**SUPPLIED DATA**
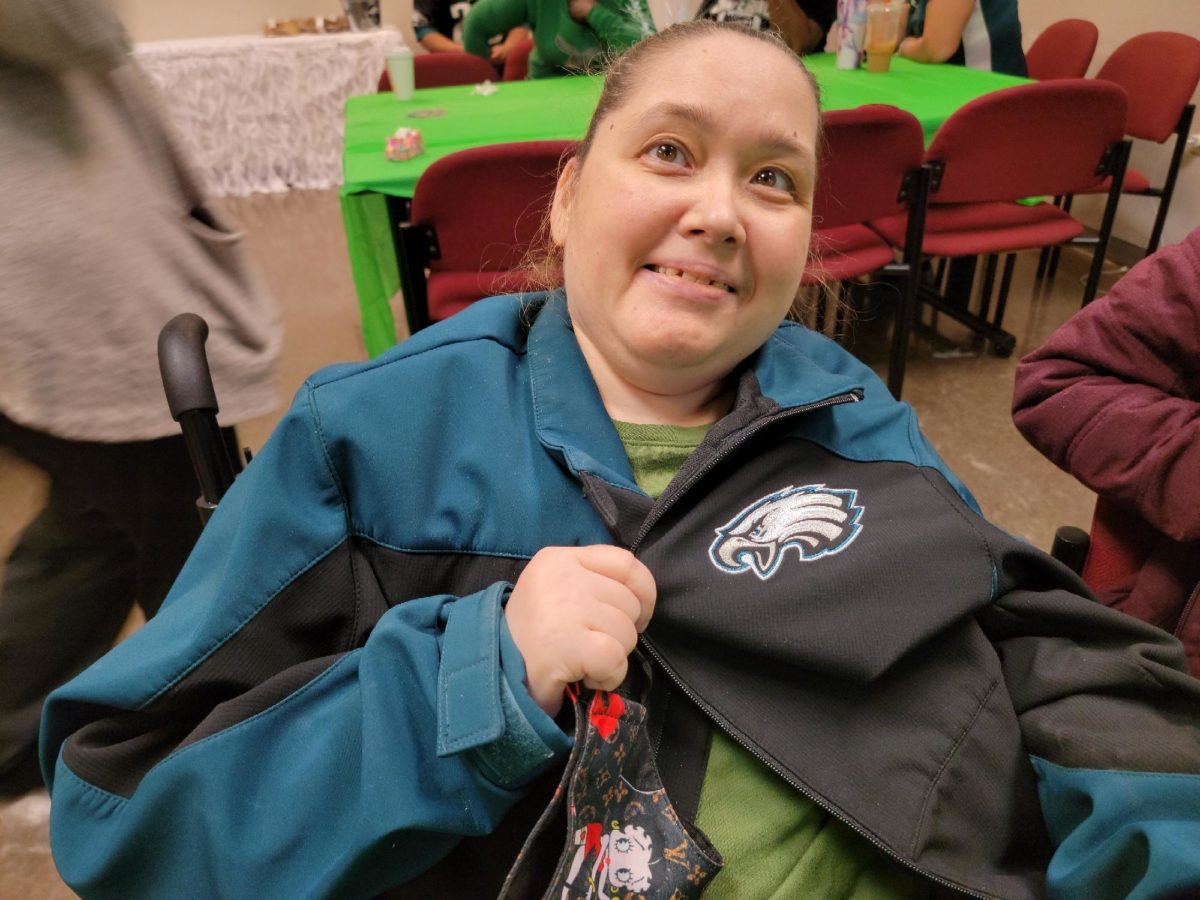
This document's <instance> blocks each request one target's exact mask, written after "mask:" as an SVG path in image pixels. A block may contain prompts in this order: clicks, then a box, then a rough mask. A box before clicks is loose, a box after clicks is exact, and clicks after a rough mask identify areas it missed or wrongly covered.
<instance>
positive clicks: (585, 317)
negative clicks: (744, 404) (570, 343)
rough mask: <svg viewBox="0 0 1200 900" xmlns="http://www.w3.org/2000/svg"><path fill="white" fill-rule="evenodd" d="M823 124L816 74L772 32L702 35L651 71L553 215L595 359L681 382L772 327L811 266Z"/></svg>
mask: <svg viewBox="0 0 1200 900" xmlns="http://www.w3.org/2000/svg"><path fill="white" fill-rule="evenodd" d="M816 136H817V108H816V98H815V96H814V94H812V90H811V88H810V86H809V84H808V80H806V78H805V76H804V73H803V72H802V71H800V70H799V67H798V66H797V65H796V62H794V61H793V60H790V59H788V58H787V56H786V55H785V54H784V53H782V52H780V50H778V49H775V48H773V47H770V46H768V44H766V43H763V42H762V41H758V40H755V38H750V37H746V36H743V35H737V34H718V35H709V36H704V37H697V38H694V40H692V41H690V42H688V43H684V44H682V46H679V47H676V48H674V49H672V50H670V52H667V53H662V54H660V55H658V56H654V58H652V59H650V60H648V61H647V62H646V64H644V65H643V66H642V67H641V70H640V71H638V72H636V76H635V82H634V86H632V89H631V90H630V91H629V92H628V94H626V96H625V97H624V101H623V102H622V103H620V104H619V107H618V108H617V109H616V110H613V112H612V113H610V114H608V116H607V118H606V119H605V120H604V121H601V122H600V126H599V128H598V131H596V134H595V137H594V142H593V144H592V148H590V150H589V152H588V155H587V158H586V161H584V162H583V163H582V164H576V162H574V161H572V162H571V163H570V164H569V166H568V168H566V170H564V173H563V176H562V178H560V180H559V185H558V191H557V193H556V197H554V206H553V212H552V217H551V224H552V234H553V238H554V240H556V241H557V242H559V244H563V245H564V277H565V284H566V295H568V302H569V306H570V311H571V318H572V322H574V324H575V330H576V335H577V336H578V338H580V343H581V346H582V348H583V350H584V354H586V356H587V358H588V362H589V365H592V367H593V371H595V368H596V365H598V364H599V365H602V366H606V367H607V368H608V370H611V372H612V373H613V374H616V376H617V377H619V378H622V379H624V380H625V382H626V383H628V384H630V385H632V386H635V388H637V389H640V390H643V391H649V392H653V394H682V392H686V391H695V390H700V389H703V388H704V386H706V385H712V384H714V383H718V382H720V380H721V379H724V378H725V376H726V374H728V373H730V371H731V370H732V368H733V367H734V366H737V364H738V362H740V361H742V360H743V359H745V358H746V356H748V355H750V354H751V353H752V352H754V350H755V349H757V348H758V347H760V346H761V344H762V343H763V342H764V341H766V340H767V337H768V336H769V335H770V332H772V331H773V330H774V329H775V326H776V325H778V324H779V323H780V320H781V319H782V318H784V316H785V314H786V312H787V310H788V307H790V305H791V304H792V301H793V299H794V298H796V293H797V288H798V286H799V282H800V275H802V274H803V271H804V262H805V258H806V256H808V248H809V236H810V232H811V226H812V182H814V179H815V158H816V139H817V137H816ZM598 380H599V378H598Z"/></svg>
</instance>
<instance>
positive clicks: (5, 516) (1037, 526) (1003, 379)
mask: <svg viewBox="0 0 1200 900" xmlns="http://www.w3.org/2000/svg"><path fill="white" fill-rule="evenodd" d="M228 205H229V208H230V211H232V212H233V214H234V216H235V217H236V218H239V220H240V221H241V222H242V223H244V224H245V226H246V229H247V232H248V246H250V252H251V254H252V256H253V258H254V260H256V263H257V264H258V266H259V269H260V271H262V272H263V274H264V276H265V277H266V281H268V283H269V286H270V288H271V289H272V290H274V293H275V296H276V298H278V301H280V305H281V307H282V312H283V320H284V328H286V338H284V352H283V365H282V372H281V395H282V396H283V397H284V398H287V397H290V395H292V392H293V391H295V389H296V388H298V386H299V385H300V383H301V382H302V379H304V377H305V376H306V374H307V373H308V372H311V371H312V370H313V368H317V367H318V366H323V365H325V364H329V362H334V361H341V360H348V359H361V358H362V356H364V350H362V342H361V337H360V332H359V325H358V307H356V302H355V298H354V289H353V286H352V283H350V276H349V268H348V263H347V256H346V244H344V239H343V234H342V223H341V214H340V210H338V205H337V196H336V192H334V191H323V192H301V191H296V192H293V193H289V194H259V196H256V197H252V198H247V199H241V200H236V202H232V203H229V204H228ZM1034 262H1036V259H1034V257H1033V254H1022V257H1021V258H1020V260H1019V263H1018V270H1016V277H1015V281H1014V283H1013V292H1012V300H1010V304H1009V311H1008V314H1007V318H1006V326H1007V328H1009V329H1010V330H1012V331H1013V332H1014V334H1015V335H1016V337H1018V353H1016V354H1015V355H1014V356H1013V358H1010V359H998V358H996V356H992V355H990V354H988V353H982V354H978V355H972V356H962V358H955V359H944V358H935V355H934V354H932V352H931V348H930V343H929V341H926V340H923V338H918V341H917V342H916V344H914V347H913V352H912V358H911V362H910V366H908V377H907V380H906V383H905V400H907V401H908V402H910V403H912V404H913V407H916V409H917V412H918V413H919V416H920V421H922V424H923V426H924V430H925V433H926V436H928V437H929V439H930V440H931V442H932V444H934V446H935V448H937V449H938V451H941V454H942V455H943V456H944V457H946V460H947V461H948V462H949V464H950V467H952V468H953V469H954V470H955V472H958V474H959V475H960V476H961V478H962V480H964V481H965V482H966V484H967V486H968V487H970V488H971V490H972V491H973V492H974V494H976V497H977V498H978V500H979V503H980V505H982V506H983V510H984V512H985V514H986V515H988V516H989V517H990V518H992V520H994V521H995V522H996V523H998V524H1000V526H1002V527H1003V528H1007V529H1008V530H1010V532H1013V533H1015V534H1018V535H1021V536H1024V538H1026V539H1028V540H1030V541H1032V542H1033V544H1037V545H1038V546H1042V547H1048V546H1049V545H1050V541H1051V538H1052V535H1054V530H1055V528H1056V527H1057V526H1058V524H1061V523H1064V522H1072V523H1076V524H1081V526H1085V527H1086V524H1087V523H1088V521H1090V516H1091V506H1092V503H1093V499H1094V498H1093V496H1092V494H1091V492H1088V491H1087V490H1086V488H1084V487H1081V486H1079V485H1078V484H1076V482H1075V481H1074V480H1073V479H1072V478H1069V476H1068V475H1064V474H1063V473H1061V472H1058V470H1057V469H1056V468H1054V467H1052V466H1051V464H1050V463H1048V462H1046V461H1045V460H1043V458H1042V456H1039V455H1038V454H1037V452H1036V451H1034V450H1032V449H1031V448H1030V446H1028V445H1027V444H1026V443H1025V440H1024V439H1022V438H1021V437H1020V436H1019V434H1018V433H1016V430H1015V428H1014V427H1013V425H1012V420H1010V418H1009V403H1010V397H1012V388H1013V371H1014V367H1015V365H1016V360H1018V356H1019V355H1020V354H1021V353H1024V352H1026V350H1028V349H1031V348H1033V347H1036V346H1037V344H1038V343H1039V342H1040V341H1042V340H1044V337H1045V336H1046V335H1048V334H1049V332H1050V331H1051V330H1054V328H1055V326H1057V325H1058V324H1060V323H1062V322H1063V320H1066V319H1067V317H1069V316H1070V313H1072V312H1073V311H1074V310H1075V308H1078V305H1079V298H1080V294H1081V290H1082V288H1081V286H1080V281H1079V278H1080V275H1081V274H1082V270H1084V264H1085V262H1086V258H1085V257H1082V256H1078V254H1075V253H1072V252H1067V253H1066V254H1064V259H1063V264H1062V269H1061V270H1060V272H1058V277H1057V280H1056V282H1055V283H1054V284H1052V286H1051V287H1050V288H1049V289H1043V288H1039V287H1037V286H1034V282H1033V265H1034ZM1111 281H1112V278H1111V277H1109V278H1106V280H1105V281H1104V282H1103V284H1102V290H1103V289H1104V288H1106V287H1108V284H1110V283H1111ZM400 318H401V319H402V318H403V317H402V316H401V317H400ZM858 319H859V320H858V322H857V325H856V332H854V336H852V338H851V346H852V349H854V350H856V352H859V353H860V354H863V355H864V356H865V358H866V359H868V361H870V362H871V364H872V365H874V366H876V370H877V371H881V372H882V371H883V370H884V367H886V364H887V360H886V358H884V355H883V354H882V353H881V348H882V347H883V341H882V340H881V331H882V329H883V328H886V310H884V311H882V312H876V313H872V312H870V311H866V312H864V313H862V314H860V316H859V317H858ZM940 328H941V330H942V331H943V332H944V334H946V335H948V336H952V337H961V335H955V332H954V331H953V330H952V328H950V326H949V325H948V324H947V323H944V320H943V323H941V325H940ZM146 352H148V353H154V349H152V348H146ZM280 412H281V413H282V409H281V410H280ZM276 419H277V415H271V416H265V418H264V419H260V420H254V421H252V422H247V424H245V425H244V427H242V428H241V436H242V443H245V444H247V445H250V446H251V448H258V446H260V445H262V443H263V440H264V439H265V437H266V434H268V433H269V432H270V428H271V427H272V425H274V422H275V420H276ZM43 496H44V484H43V480H42V478H41V476H40V473H37V472H36V470H34V469H31V468H30V467H28V466H25V464H22V463H20V462H19V461H17V460H14V458H13V457H12V456H11V455H7V454H5V452H4V451H2V450H0V557H2V556H5V554H6V553H7V551H8V548H10V547H11V545H12V541H13V540H14V539H16V536H17V534H19V532H20V529H22V528H23V527H24V524H25V523H26V522H28V521H29V520H30V518H31V517H32V516H34V515H35V512H36V511H37V508H38V505H40V503H41V502H42V497H43ZM930 565H936V556H931V557H930ZM48 811H49V802H48V800H47V798H46V794H44V792H43V793H35V794H31V796H29V797H26V798H24V799H22V800H19V802H17V803H12V804H7V805H0V898H10V896H12V898H17V896H20V898H38V899H41V898H47V899H50V898H59V896H71V895H72V894H71V892H68V890H67V889H66V888H65V887H64V886H62V883H61V882H60V881H59V880H58V877H56V875H55V872H54V868H53V864H52V863H50V859H49V853H48V847H47V836H46V832H47V818H48Z"/></svg>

**TASK DETAILS**
Please find every line in the records above that holds the word "rough" and copy it.

**WRITTEN ANSWER**
This document's <instance> blocks each request one target's exact mask, written after "mask:" as an SVG path in image pixels. A block may contain prompts in this order: clicks, then a box, then a rough mask. A box before clicks is loose, a box after clicks is exact, and clicks after a rough mask identify areas it missed or wrongly covered.
rough mask: <svg viewBox="0 0 1200 900" xmlns="http://www.w3.org/2000/svg"><path fill="white" fill-rule="evenodd" d="M823 124L816 74L772 32L702 35L651 71L553 215L595 359L681 382L772 327L811 266Z"/></svg>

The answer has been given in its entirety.